Re: LKMM litmus test for Roman Penyaev's rcu-rr

From: Linus Torvalds
Date: Wed May 30 2018 - 18:01:21 EST


On Wed, May 30, 2018 at 2:08 PM Alan Stern <stern@xxxxxxxxxxxxxxxxxxx> wrote:
>
> Indeed. The very first line Linus quoted in his first reply to me
> (elided above) was:
>
> Putting this into herd would be extremely difficult, if not impossible,
> because it involves analyzing code that was not executed.
>
> It should be clear from this that I was talking about herd. Not gcc or
> real hardware.

So what does herd actually work on? The source code or the executable,
or a trace?

I found the herd paper, but I'm on the road helping my daughter in
college move, and I don't have the background to skim the paper
quickly and come up with the obvious answer, so I'l just ask.

Because I really think that from our memory model standpoint, we
really do have the rule that

load -> cond -> store

is ordered - even if the store address and store data is in no way
dependent on the load. The only thing that matters is that there's a
conditional that is dependent on the load in between the load and the
store.

Note that this is *independent* of how you get to the store. It
doesn't matter if it's a fallthrough conditional jump or a taken
conditional jump, or whether there is a joining.

The only thing that *does* matter is whether the conditional can be
turned into a "select" statement. If the conditional can be turned
into a data dependency, then the ordering goes away. That is why it
was relevant whether "C" contained a barrier or not (it doesn't even
have to be a *memory* barrier, it just has to be a barrier for code
generation).

Pointing records
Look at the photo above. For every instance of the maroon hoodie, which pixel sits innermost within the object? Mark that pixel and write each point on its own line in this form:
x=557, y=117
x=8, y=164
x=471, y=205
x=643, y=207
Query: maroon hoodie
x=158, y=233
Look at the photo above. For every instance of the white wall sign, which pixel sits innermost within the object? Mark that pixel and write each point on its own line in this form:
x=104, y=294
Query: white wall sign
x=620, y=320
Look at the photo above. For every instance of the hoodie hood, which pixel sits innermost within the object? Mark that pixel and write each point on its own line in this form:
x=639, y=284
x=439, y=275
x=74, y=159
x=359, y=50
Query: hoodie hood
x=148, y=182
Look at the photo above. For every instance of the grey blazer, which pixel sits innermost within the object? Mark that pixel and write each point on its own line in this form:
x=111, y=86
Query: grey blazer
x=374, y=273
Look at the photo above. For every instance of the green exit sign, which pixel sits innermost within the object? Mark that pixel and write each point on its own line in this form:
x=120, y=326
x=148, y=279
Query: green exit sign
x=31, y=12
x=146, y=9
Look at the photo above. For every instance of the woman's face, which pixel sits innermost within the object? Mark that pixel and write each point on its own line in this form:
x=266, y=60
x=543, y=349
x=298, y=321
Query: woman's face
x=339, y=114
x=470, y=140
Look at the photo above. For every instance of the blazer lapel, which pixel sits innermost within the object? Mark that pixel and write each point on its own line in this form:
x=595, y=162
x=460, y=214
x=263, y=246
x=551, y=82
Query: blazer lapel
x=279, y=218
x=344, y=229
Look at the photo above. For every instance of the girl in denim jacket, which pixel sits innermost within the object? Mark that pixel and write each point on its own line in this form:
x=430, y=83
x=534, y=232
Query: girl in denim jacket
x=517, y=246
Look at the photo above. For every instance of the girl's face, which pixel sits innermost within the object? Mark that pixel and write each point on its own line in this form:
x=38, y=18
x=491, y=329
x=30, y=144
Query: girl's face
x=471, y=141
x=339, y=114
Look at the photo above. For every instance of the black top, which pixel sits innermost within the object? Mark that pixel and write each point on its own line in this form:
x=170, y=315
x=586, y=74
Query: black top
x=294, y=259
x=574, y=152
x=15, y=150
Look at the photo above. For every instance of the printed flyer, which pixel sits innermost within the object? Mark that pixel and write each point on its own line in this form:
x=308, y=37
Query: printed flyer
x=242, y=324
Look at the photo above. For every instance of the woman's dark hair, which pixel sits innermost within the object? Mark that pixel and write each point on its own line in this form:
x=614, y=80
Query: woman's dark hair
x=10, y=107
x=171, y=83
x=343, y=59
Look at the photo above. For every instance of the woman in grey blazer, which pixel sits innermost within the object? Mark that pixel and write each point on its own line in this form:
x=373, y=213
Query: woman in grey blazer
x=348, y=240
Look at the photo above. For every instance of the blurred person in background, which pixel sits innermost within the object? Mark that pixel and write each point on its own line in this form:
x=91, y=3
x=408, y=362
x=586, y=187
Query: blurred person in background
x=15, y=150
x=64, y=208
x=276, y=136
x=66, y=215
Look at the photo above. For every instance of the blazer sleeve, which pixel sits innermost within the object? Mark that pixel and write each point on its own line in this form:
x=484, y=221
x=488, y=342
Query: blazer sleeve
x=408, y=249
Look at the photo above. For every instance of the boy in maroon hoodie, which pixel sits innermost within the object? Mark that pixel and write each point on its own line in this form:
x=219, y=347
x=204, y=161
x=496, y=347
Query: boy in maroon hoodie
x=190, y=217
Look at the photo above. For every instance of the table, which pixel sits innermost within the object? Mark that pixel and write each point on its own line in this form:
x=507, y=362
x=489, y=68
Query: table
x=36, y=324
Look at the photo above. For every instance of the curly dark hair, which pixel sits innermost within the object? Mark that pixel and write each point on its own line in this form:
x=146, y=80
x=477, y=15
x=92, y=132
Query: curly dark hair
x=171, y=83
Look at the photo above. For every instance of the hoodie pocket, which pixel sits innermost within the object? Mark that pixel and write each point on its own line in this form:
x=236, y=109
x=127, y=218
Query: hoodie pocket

**Directions for this task**. Please continue the mailing-list reply about memory ordering, picking up right after its last sentence.

**Task answer**.
Note that the "C doesn't even have to have a memory barrier" is
important, because the orderin from load->cond->store doesn't actually
have anything to do with any memory ordering imposed by C, it's much
more fundamental than that.

> Preserving the order of volatile accesses isn't sufficient. The
> compiler is still allowed to translate
>
> r1 = READ_ONCE(x);
> if (r1) {
> ...
> }
> WRITE_ONCE(y, r2);
>
> into something resembling
>
> r1 = READ_ONCE(x);
> WRITE_ONCE(y, r2);
> if (r1) {
> ...
> }

Correct.

What matter is that the code in C (now called "..." above ;^) has a
build-time barrier that means that the compiler cannot do that.

That barrier can be pretty much anything. The important part is
literally that there's a guarantee that the write cannot be migrated
below the conditional.

But I don't know what level 'herd' works on. If it doesn't see
compiler barriers (eg our own "barrier()" macro that literally is just
that), only sees the generated code, then it really has no other
information than what he compiler _happened_ to do - it doesn't know
if the compiler did the store after the conditional because it *had*
to do so, or whether it was just a random instruction scheduling
decision.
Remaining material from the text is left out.